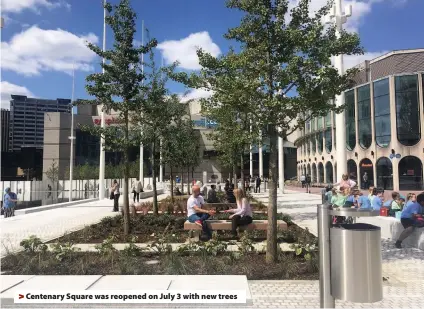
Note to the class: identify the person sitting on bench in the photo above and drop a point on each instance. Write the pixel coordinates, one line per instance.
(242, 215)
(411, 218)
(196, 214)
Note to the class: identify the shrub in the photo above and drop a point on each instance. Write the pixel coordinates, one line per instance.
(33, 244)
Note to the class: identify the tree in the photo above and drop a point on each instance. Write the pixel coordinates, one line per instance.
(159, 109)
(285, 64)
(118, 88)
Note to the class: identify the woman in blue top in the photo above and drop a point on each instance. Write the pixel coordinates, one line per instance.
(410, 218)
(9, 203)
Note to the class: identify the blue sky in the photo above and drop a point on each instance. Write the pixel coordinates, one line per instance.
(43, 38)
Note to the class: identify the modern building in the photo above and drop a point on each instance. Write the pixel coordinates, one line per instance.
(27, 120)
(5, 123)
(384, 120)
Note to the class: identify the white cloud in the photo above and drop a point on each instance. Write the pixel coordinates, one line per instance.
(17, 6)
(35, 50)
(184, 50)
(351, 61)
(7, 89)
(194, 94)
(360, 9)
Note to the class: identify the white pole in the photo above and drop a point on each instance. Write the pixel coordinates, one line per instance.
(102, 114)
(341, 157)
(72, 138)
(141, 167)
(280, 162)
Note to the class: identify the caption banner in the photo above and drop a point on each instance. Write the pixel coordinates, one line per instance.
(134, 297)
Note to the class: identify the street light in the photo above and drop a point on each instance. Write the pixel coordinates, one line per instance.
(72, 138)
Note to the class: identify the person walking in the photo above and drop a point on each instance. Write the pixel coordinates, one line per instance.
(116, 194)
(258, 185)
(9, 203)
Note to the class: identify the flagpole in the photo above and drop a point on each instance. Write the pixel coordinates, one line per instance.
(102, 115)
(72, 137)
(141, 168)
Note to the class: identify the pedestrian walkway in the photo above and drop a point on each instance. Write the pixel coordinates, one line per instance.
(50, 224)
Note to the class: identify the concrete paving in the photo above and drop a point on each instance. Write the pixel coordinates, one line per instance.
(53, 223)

__REQUEST__.
Repeat the preceding records precisely, and leave every picture out of the copy.

__EXERCISE RESPONSE__.
Note to the class: identify the person sitting on bench in the photo above and drop a point on each instance. Write the pixel coordinates, one line per instance.
(242, 215)
(411, 218)
(196, 214)
Note to the class: identify the shrub in the photo above and drop a point on each instance. Write the pixel coordinates, one line per instance.
(33, 244)
Note to the class: identify the tree in the photo above and drop a point on each instance. Write the pixel coordinates, one line per instance.
(159, 109)
(285, 64)
(118, 88)
Note to the class: identify the woman in blue top in the photo above and drop a point on each instance. Write the pixel coordinates, one line per instance.
(410, 218)
(9, 203)
Note to the class: identify the blue sky in the photo above and drop a point on each instance. Write the pixel coordinates, one line per instance.
(43, 38)
Note to the class: identify the modern building in the photo above and drop a point on each instance. Write the pixel coordinates, one line per instance.
(27, 120)
(5, 123)
(384, 120)
Note to the class: identify the white cloud in the photo above and drop a point on each instance. Write the pixel coordinates, one line per instance.
(17, 6)
(35, 50)
(184, 50)
(351, 61)
(7, 89)
(194, 94)
(360, 9)
Note to the class: identify the white pole in the photo above and drop a point on each instance. Write the pixel coordinates, one line per instance.
(102, 114)
(341, 157)
(72, 138)
(141, 167)
(280, 162)
Note to the class: identify the caption banner in the photo above and drop a point on each instance. Write the pixel coordinates, one line per instance.
(134, 297)
Note to the class: identify the street light in the photo above and drop a point on each instance. Write the pixel coordinates, one line per instance.
(72, 138)
Note to the class: identify the person walking in the photo above and drop a point on each instance. Write the pixel coordinates, one line per instance.
(116, 194)
(258, 185)
(9, 203)
Note to the class: identify the flagpole in the photo above and drop a point on each instance. Write the pixel coordinates, one line per instance.
(102, 115)
(72, 137)
(141, 168)
Note to the class: identify the pedestrian walkway in the photo above and drop a point on each instance. Write the pixel coordinates, one line per instance.
(50, 224)
Note to the class: identify the concrete paving in the photo above and drop a point on each instance. Write the pixel coordinates, one line per instance.
(53, 223)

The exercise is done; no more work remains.